## TASK GOAL
Count the lines of the records below that contain the word "gnarled", matching case exactly. Reply with the number alone.

* START *

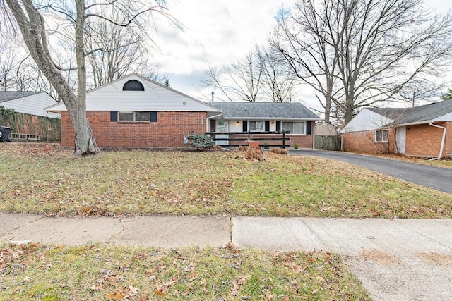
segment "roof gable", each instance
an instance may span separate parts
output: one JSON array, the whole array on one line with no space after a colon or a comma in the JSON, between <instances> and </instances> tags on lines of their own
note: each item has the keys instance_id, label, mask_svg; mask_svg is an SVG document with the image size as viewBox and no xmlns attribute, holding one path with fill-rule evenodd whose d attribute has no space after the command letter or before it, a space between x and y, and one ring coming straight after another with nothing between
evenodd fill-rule
<instances>
[{"instance_id":1,"label":"roof gable","mask_svg":"<svg viewBox=\"0 0 452 301\"><path fill-rule=\"evenodd\" d=\"M396 118L391 125L452 121L452 119L450 118L451 113L452 113L452 100L444 100L424 106L405 109L400 117ZM443 117L444 118L443 118Z\"/></svg>"},{"instance_id":2,"label":"roof gable","mask_svg":"<svg viewBox=\"0 0 452 301\"><path fill-rule=\"evenodd\" d=\"M224 119L319 120L320 118L299 102L215 102Z\"/></svg>"},{"instance_id":3,"label":"roof gable","mask_svg":"<svg viewBox=\"0 0 452 301\"><path fill-rule=\"evenodd\" d=\"M124 90L124 85L131 81L141 83L143 90ZM47 109L66 111L63 104ZM86 111L220 112L207 103L136 73L88 91Z\"/></svg>"}]
</instances>

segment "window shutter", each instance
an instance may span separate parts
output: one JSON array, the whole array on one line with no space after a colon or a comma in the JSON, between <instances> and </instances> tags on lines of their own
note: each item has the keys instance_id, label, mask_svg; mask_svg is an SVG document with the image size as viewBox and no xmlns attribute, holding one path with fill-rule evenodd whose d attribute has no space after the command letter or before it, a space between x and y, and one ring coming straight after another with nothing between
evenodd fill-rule
<instances>
[{"instance_id":1,"label":"window shutter","mask_svg":"<svg viewBox=\"0 0 452 301\"><path fill-rule=\"evenodd\" d=\"M157 122L157 112L150 112L150 122Z\"/></svg>"},{"instance_id":2,"label":"window shutter","mask_svg":"<svg viewBox=\"0 0 452 301\"><path fill-rule=\"evenodd\" d=\"M118 121L118 111L110 111L110 121Z\"/></svg>"}]
</instances>

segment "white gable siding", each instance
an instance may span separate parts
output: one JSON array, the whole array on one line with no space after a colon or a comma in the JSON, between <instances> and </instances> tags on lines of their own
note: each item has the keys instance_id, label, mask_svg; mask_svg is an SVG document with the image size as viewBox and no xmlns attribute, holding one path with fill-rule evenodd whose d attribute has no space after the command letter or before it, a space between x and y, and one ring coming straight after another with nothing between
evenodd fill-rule
<instances>
[{"instance_id":1,"label":"white gable siding","mask_svg":"<svg viewBox=\"0 0 452 301\"><path fill-rule=\"evenodd\" d=\"M47 112L45 108L56 104L56 101L46 92L41 92L4 102L0 105L12 109L18 113L35 115L37 116L59 118L60 114Z\"/></svg>"},{"instance_id":2,"label":"white gable siding","mask_svg":"<svg viewBox=\"0 0 452 301\"><path fill-rule=\"evenodd\" d=\"M124 85L131 80L141 82L144 91L123 91ZM48 109L52 111L66 111L64 106ZM88 91L86 94L86 111L219 112L220 110L132 74Z\"/></svg>"},{"instance_id":3,"label":"white gable siding","mask_svg":"<svg viewBox=\"0 0 452 301\"><path fill-rule=\"evenodd\" d=\"M367 109L363 109L342 129L340 133L376 130L393 121L394 121L392 119Z\"/></svg>"}]
</instances>

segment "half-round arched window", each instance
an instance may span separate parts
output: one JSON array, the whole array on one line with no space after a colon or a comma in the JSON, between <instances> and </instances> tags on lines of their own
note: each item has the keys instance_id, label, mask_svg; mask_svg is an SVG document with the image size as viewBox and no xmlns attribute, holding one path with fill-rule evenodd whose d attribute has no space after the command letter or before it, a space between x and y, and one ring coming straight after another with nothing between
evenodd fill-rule
<instances>
[{"instance_id":1,"label":"half-round arched window","mask_svg":"<svg viewBox=\"0 0 452 301\"><path fill-rule=\"evenodd\" d=\"M144 91L143 84L138 80L131 80L122 86L123 91Z\"/></svg>"}]
</instances>

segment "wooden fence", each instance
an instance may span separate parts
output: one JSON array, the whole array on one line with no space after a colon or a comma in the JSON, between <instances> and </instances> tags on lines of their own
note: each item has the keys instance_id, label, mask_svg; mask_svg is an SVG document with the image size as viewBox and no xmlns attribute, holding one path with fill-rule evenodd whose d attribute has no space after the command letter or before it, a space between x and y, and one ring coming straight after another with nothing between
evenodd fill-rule
<instances>
[{"instance_id":1,"label":"wooden fence","mask_svg":"<svg viewBox=\"0 0 452 301\"><path fill-rule=\"evenodd\" d=\"M316 149L342 150L342 136L316 136Z\"/></svg>"}]
</instances>

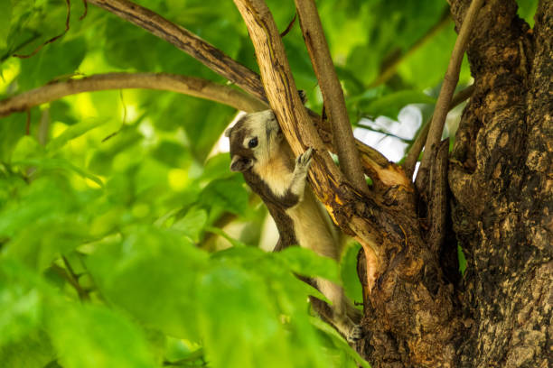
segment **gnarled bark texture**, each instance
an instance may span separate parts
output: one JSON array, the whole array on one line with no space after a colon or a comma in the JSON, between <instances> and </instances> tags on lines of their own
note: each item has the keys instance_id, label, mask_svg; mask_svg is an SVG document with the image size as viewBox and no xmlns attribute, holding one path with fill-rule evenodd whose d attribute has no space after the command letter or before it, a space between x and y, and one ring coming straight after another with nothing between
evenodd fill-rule
<instances>
[{"instance_id":1,"label":"gnarled bark texture","mask_svg":"<svg viewBox=\"0 0 553 368\"><path fill-rule=\"evenodd\" d=\"M456 23L468 0L453 0ZM530 30L488 0L468 48L475 91L449 167L468 267L462 367L553 366L553 2Z\"/></svg>"}]
</instances>

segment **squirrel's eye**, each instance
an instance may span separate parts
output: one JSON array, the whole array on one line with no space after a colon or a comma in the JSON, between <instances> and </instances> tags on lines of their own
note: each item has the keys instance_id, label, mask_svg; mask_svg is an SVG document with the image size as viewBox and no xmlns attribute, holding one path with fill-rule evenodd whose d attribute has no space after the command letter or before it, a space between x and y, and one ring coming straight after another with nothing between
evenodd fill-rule
<instances>
[{"instance_id":1,"label":"squirrel's eye","mask_svg":"<svg viewBox=\"0 0 553 368\"><path fill-rule=\"evenodd\" d=\"M258 137L250 139L249 142L248 143L248 148L254 148L257 146L258 146Z\"/></svg>"}]
</instances>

* END *

## RESPONSE TO THE TASK
2